DIRECTION:
Output every line of the entries below as a numbered list, omitting any blank lines.

━━━━━ DATA SUPPLIED

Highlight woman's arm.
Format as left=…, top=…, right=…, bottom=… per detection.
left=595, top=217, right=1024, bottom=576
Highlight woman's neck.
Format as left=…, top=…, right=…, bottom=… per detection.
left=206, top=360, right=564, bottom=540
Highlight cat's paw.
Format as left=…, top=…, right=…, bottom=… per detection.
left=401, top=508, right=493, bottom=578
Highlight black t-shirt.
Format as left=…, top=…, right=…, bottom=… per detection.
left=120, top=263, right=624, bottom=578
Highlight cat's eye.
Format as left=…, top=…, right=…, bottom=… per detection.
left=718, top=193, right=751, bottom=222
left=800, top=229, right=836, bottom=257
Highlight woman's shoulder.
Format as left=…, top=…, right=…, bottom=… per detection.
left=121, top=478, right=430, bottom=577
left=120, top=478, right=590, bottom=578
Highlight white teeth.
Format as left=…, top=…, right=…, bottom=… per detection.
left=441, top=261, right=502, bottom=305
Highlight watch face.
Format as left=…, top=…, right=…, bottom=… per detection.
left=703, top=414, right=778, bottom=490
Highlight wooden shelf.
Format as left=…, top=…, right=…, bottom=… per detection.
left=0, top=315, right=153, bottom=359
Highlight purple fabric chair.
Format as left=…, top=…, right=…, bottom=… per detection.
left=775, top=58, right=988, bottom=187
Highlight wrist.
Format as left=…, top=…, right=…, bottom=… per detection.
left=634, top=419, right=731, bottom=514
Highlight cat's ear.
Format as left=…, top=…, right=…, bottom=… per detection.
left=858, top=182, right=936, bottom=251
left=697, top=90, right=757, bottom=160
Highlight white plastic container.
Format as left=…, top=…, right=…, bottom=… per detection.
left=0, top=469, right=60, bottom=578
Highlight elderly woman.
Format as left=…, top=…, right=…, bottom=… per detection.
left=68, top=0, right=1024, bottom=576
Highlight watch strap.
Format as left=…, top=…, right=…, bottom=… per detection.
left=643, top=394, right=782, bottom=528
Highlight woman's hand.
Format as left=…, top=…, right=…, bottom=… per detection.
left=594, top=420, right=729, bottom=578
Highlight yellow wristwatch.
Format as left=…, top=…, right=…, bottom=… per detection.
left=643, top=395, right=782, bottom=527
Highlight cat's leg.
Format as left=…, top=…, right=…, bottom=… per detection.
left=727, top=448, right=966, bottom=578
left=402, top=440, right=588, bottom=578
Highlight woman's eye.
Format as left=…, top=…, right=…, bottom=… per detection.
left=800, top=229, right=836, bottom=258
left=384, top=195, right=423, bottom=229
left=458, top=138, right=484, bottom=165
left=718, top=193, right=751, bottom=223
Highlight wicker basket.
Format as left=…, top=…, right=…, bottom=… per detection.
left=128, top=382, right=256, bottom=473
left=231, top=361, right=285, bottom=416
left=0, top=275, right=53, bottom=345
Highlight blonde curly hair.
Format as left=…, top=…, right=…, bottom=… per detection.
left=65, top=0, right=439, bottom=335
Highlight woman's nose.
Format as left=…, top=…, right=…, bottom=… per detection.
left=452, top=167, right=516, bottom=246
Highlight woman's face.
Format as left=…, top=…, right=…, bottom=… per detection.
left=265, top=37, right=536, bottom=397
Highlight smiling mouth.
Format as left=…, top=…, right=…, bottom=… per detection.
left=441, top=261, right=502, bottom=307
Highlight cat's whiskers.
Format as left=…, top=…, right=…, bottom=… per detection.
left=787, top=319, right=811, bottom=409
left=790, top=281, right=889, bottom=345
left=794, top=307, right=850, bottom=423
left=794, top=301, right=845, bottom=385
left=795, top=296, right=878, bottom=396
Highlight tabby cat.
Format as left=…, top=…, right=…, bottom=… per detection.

━━━━━━━━━━

THE REPLY:
1. Highlight woman's arm.
2. Format as left=…, top=…, right=…, bottom=… per detection.
3. left=595, top=217, right=1024, bottom=576
4. Highlight woman's neck.
5. Format as left=…, top=…, right=…, bottom=… per detection.
6. left=206, top=360, right=564, bottom=540
7. Highlight cat's paw.
8. Format as left=…, top=…, right=…, bottom=… per detection.
9. left=401, top=508, right=493, bottom=578
10. Highlight black t-shirt.
11. Format as left=…, top=…, right=…, bottom=… per detection.
12. left=120, top=263, right=624, bottom=578
13. Highlight cat's eye.
14. Format as left=…, top=…, right=…, bottom=… per detection.
15. left=718, top=193, right=751, bottom=222
16. left=800, top=229, right=836, bottom=257
17. Highlight woman's shoulder.
18. Format as left=…, top=…, right=…, bottom=… per detection.
19. left=121, top=478, right=430, bottom=577
20. left=120, top=478, right=590, bottom=578
21. Highlight white teeth.
22. Format as left=…, top=…, right=…, bottom=… per detection.
23. left=441, top=261, right=502, bottom=305
24. Highlight watch face.
25. Format as left=…, top=…, right=…, bottom=… per detection.
26. left=703, top=414, right=778, bottom=490
27. Highlight wooden shelf.
28. Format as left=…, top=…, right=…, bottom=… per detection.
29. left=0, top=315, right=153, bottom=359
30. Highlight purple fabric chair.
31. Format as left=…, top=…, right=…, bottom=… per detection.
32. left=775, top=58, right=988, bottom=187
33. Highlight wrist.
34. Format as left=…, top=…, right=…, bottom=… per detection.
35. left=634, top=419, right=731, bottom=514
36. Highlight cat's ear.
37. Format as left=…, top=…, right=…, bottom=… per detection.
38. left=858, top=182, right=936, bottom=251
39. left=697, top=90, right=757, bottom=160
40. Highlight white plastic container.
41. Format as left=…, top=…, right=…, bottom=… per detection.
42. left=0, top=469, right=60, bottom=578
43. Highlight elderly woman.
44. Format as left=…, top=…, right=…, bottom=… per detection.
45. left=68, top=0, right=1024, bottom=576
46. Highlight watch strap.
47. Format as left=…, top=…, right=…, bottom=… per detection.
48. left=643, top=394, right=782, bottom=528
49. Highlight woman's hand.
50. Format as left=…, top=…, right=…, bottom=… per detection.
51. left=594, top=420, right=729, bottom=578
52. Highlight yellow wristwatch.
53. Format as left=…, top=…, right=…, bottom=… per detection.
54. left=643, top=395, right=782, bottom=527
55. Highlight cat's leg.
56. Format as left=…, top=…, right=…, bottom=… per detection.
57. left=727, top=448, right=966, bottom=578
58. left=402, top=440, right=588, bottom=578
59. Highlight woman's eye.
60. Format as left=…, top=…, right=…, bottom=… per detection.
61. left=800, top=229, right=836, bottom=258
62. left=384, top=195, right=423, bottom=229
63. left=458, top=138, right=484, bottom=165
64. left=718, top=193, right=751, bottom=223
65. Highlight wicker basket.
66. Format as left=…, top=…, right=…, bottom=… per detection.
67. left=128, top=382, right=256, bottom=473
68. left=231, top=361, right=285, bottom=416
69. left=0, top=275, right=53, bottom=345
70. Highlight blonde curly hair.
71. Format as left=…, top=…, right=…, bottom=… per detection.
72. left=65, top=0, right=439, bottom=335
73. Highlight woman's nose.
74. Format as left=…, top=…, right=…, bottom=… per detection.
75. left=452, top=167, right=516, bottom=246
76. Highlight woman's face.
77. Format as left=…, top=…, right=…, bottom=… per detection.
78. left=265, top=37, right=536, bottom=397
79. Highlight smiling mouth.
80. Format as left=…, top=…, right=…, bottom=… per detection.
81. left=441, top=261, right=502, bottom=307
82. Highlight cat's whiskers.
83. Format as left=…, top=…, right=…, bottom=… per detection.
84. left=787, top=319, right=811, bottom=409
85. left=790, top=281, right=889, bottom=345
86. left=794, top=307, right=850, bottom=423
87. left=794, top=301, right=845, bottom=385
88. left=795, top=296, right=878, bottom=396
89. Highlight tabby cat.
90. Format as left=…, top=…, right=…, bottom=… per detection.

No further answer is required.